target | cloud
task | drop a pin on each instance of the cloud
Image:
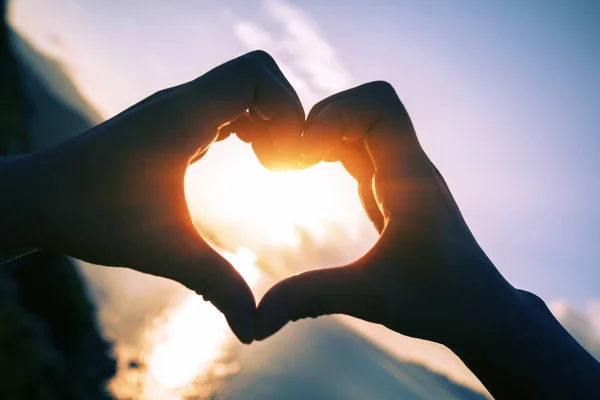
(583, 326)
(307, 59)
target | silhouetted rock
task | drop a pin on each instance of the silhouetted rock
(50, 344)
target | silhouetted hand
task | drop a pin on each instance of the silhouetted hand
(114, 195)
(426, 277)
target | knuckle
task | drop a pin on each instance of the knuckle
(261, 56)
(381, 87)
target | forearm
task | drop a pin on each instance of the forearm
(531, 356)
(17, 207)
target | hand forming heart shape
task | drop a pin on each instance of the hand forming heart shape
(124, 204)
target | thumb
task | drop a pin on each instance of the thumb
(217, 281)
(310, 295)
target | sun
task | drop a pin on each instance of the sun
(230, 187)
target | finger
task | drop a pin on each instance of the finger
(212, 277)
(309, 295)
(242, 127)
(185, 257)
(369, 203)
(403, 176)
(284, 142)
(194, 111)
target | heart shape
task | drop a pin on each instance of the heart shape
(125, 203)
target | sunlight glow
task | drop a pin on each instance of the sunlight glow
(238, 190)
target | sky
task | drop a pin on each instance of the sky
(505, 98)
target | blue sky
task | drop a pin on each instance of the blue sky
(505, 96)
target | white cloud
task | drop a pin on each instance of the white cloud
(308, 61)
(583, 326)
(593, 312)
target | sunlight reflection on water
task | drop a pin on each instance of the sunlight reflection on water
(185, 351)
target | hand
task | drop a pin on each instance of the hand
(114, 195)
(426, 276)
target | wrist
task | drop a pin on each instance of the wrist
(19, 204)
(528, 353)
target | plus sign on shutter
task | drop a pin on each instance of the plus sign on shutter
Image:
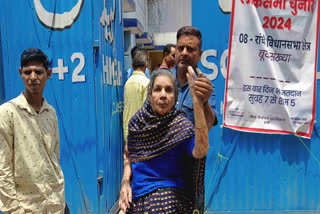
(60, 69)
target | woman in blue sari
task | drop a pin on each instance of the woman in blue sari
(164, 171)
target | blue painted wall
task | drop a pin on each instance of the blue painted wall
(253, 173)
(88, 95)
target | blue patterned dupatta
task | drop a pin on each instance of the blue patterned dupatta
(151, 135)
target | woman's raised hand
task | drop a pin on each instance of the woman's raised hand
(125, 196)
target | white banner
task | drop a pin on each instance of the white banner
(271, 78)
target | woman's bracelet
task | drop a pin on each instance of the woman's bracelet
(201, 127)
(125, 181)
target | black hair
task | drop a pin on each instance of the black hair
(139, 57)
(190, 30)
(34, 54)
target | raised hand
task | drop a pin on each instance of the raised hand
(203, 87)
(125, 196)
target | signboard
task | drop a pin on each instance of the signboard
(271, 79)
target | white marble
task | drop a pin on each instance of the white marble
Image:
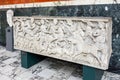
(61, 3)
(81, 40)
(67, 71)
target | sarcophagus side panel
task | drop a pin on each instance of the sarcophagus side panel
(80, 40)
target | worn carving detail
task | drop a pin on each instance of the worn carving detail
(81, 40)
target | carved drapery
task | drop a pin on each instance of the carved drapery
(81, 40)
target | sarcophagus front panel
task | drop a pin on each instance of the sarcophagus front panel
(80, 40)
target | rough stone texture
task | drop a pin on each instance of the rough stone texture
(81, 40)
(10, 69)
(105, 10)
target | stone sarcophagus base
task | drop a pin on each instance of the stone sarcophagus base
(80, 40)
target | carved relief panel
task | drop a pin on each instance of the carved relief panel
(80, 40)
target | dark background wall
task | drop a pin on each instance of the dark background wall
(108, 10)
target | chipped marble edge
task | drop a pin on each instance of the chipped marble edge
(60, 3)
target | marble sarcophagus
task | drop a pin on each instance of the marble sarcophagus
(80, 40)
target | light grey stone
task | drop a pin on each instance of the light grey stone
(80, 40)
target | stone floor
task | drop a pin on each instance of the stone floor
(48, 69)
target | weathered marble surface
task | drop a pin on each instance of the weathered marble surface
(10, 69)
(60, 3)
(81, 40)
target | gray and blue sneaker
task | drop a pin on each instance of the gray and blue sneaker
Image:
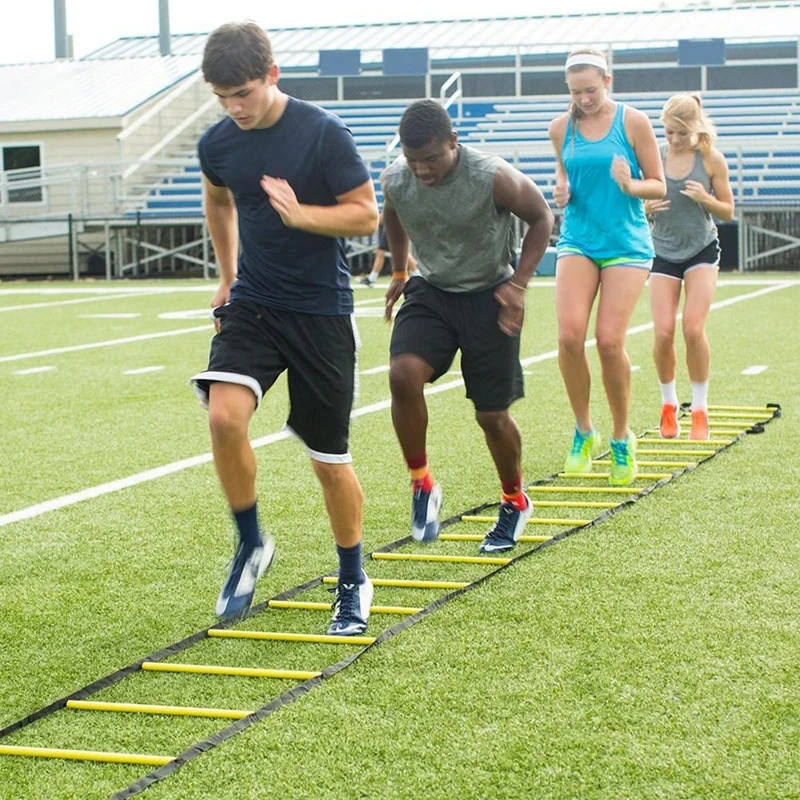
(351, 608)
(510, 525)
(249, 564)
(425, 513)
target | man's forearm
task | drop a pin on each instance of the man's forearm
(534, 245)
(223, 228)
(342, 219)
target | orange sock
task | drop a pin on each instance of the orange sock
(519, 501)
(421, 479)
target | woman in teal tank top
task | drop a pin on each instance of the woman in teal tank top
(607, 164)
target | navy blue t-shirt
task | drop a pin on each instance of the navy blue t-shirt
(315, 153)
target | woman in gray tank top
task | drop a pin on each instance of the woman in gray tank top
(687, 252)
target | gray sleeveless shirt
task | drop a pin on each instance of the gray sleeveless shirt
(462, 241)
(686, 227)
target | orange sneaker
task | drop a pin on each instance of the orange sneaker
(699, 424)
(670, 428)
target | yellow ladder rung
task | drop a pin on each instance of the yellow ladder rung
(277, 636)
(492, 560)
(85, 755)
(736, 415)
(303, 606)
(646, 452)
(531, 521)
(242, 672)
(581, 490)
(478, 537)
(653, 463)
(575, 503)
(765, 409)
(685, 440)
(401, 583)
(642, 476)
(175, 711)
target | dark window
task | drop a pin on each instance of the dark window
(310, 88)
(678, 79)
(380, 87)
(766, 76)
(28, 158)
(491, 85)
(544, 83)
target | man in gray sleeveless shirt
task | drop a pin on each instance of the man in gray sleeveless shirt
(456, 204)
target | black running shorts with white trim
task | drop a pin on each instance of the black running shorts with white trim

★ ★ ★

The problem → Reproduce the listing above word for word, from start to finish, but omit the pictures.

Task output →
target | cloud
task | drop a pin on each instance of the cloud
Image:
(583, 326)
(307, 59)
target | silhouetted rock
task | drop a pin on each instance of the silhouetted rock
(50, 344)
target | silhouetted hand
task | drop a pin on each instance of the silhouetted hand
(114, 195)
(426, 277)
target | knuckle
task | drop a pin on each instance of the knuckle
(261, 56)
(381, 87)
target | forearm
task | drop a pin on each instance of the forearm
(531, 356)
(17, 207)
target | hand forming heart shape
task | drop a pin on each instance of the hand forming heart shape
(124, 204)
target | thumb
task | drop a pin on each instance of the thumb
(217, 281)
(310, 295)
target | sun
task | drop a pin on each instance of the sun
(230, 187)
target | finger
task | drop a pin on each instance of the finger
(212, 277)
(309, 295)
(242, 127)
(185, 257)
(369, 203)
(403, 176)
(284, 142)
(194, 111)
target | heart shape
task | drop a pin on each instance of the heart shape
(125, 203)
target | sunlight glow
task | drop a pin on each instance of the sunlight glow
(238, 190)
target | sky
task | drop a pin on each instance of the sky
(505, 98)
target | blue sky
task | drop a pin on each instance of the blue sky
(505, 96)
target | white cloud
task | drop a pin on each instance of the white cloud
(308, 61)
(583, 326)
(593, 312)
target | sunlight reflection on water
task | drop a pin on each instance of the sunlight reflection on water
(185, 351)
target | hand
task | drop a pin on each instance of the hand
(114, 195)
(426, 276)
target | wrist
task | drop a pin on each instance of the wrist
(19, 204)
(528, 353)
target | plus sign on shutter
task | drop a pin on each instance of the plus sign on shutter
Image:
(60, 69)
target | woman in blue sari
task | drop a pin on each instance of the woman in blue sari
(164, 171)
target | blue painted wall
task | drop a pin on each instance of the blue painted wall
(253, 173)
(88, 95)
target | blue patterned dupatta
task | drop a pin on each instance of the blue patterned dupatta
(151, 135)
target | woman's raised hand
task | drop a pin on each instance of the woman's raised hand
(125, 196)
target | white banner
task | drop a pin on each instance of the white banner
(271, 78)
target | woman's bracelet
task | drop a pin on each instance of the woman's bracelet
(201, 127)
(125, 181)
target | black hair
task | drop a pin on each instance of the black hair
(139, 57)
(190, 30)
(34, 54)
target | raised hand
task | drop a pin on each instance of the raised hand
(203, 87)
(125, 196)
target | signboard
task | drop a pin on each instance of the signboard
(271, 79)
target | white marble
task | drop a pin on each instance of the white marble
Image:
(61, 3)
(81, 40)
(67, 71)
target | sarcophagus side panel
task | drop a pin on each instance of the sarcophagus side panel
(80, 40)
target | worn carving detail
task | drop a pin on each instance of the worn carving detail
(81, 40)
target | carved drapery
task | drop a pin on each instance of the carved drapery
(81, 40)
target | sarcophagus front panel
task | drop a pin on each instance of the sarcophagus front panel
(80, 40)
target | rough stone texture
task | drop a pin on each instance of the rough stone texture
(81, 40)
(10, 69)
(105, 10)
target | stone sarcophagus base
task | drop a pin on each instance of the stone sarcophagus base
(80, 40)
target | carved relief panel
task | drop a pin on each instance of the carved relief panel
(80, 40)
target | dark background wall
task | drop a pin on each instance of the dark background wall
(108, 10)
target | chipped marble edge
task | drop a pin on each instance of the chipped marble edge
(60, 3)
target | marble sarcophagus
task | drop a pin on each instance of the marble sarcophagus
(80, 40)
target | light grey stone
task | drop a pin on each instance of the light grey stone
(80, 40)
target | stone floor
task | drop a pin on each instance of the stone floor
(48, 69)
target | weathered marble surface
task | drop a pin on each instance of the weathered marble surface
(10, 69)
(60, 3)
(81, 40)
target | gray and blue sneaker
task | drop a pin on each instance of the gray and blue sneaker
Image:
(351, 608)
(510, 525)
(249, 564)
(425, 513)
target | man's forearm
task | drop a pin on each instance of the man's forearm
(534, 245)
(223, 228)
(342, 219)
target | orange sock
task | drop a pin on each instance of the orange sock
(519, 501)
(421, 479)
target | woman in teal tank top
task | drop a pin on each instance of the woman in teal tank top
(607, 164)
target | navy blue t-shirt
task | drop a pin on each instance of the navy blue t-shirt
(315, 153)
target | woman in gray tank top
task | drop a pin on each instance of the woman in gray tank top
(687, 252)
target | gray sleeveless shirt
task | drop a pin on each instance of the gray sleeveless shirt
(462, 241)
(686, 227)
target | orange sneaker
task | drop a pin on each instance of the orange sneaker
(699, 424)
(670, 428)
target | yellow ladder rung
task | drop a pin on each instance of the yellow ladder rung
(277, 636)
(492, 560)
(85, 755)
(736, 415)
(303, 606)
(646, 452)
(531, 521)
(242, 672)
(581, 490)
(478, 537)
(653, 463)
(575, 503)
(765, 409)
(685, 440)
(401, 583)
(642, 476)
(175, 711)
target | dark window
task | drop a pin on each instance of the dark window
(310, 88)
(678, 79)
(380, 87)
(766, 76)
(28, 158)
(491, 85)
(544, 83)
target | man in gray sleeveless shirt
task | drop a pin on each instance of the man in gray sleeveless shirt
(456, 204)
target | black running shorts with white trim
task | drop a pin on each instance of the black running shorts with white trim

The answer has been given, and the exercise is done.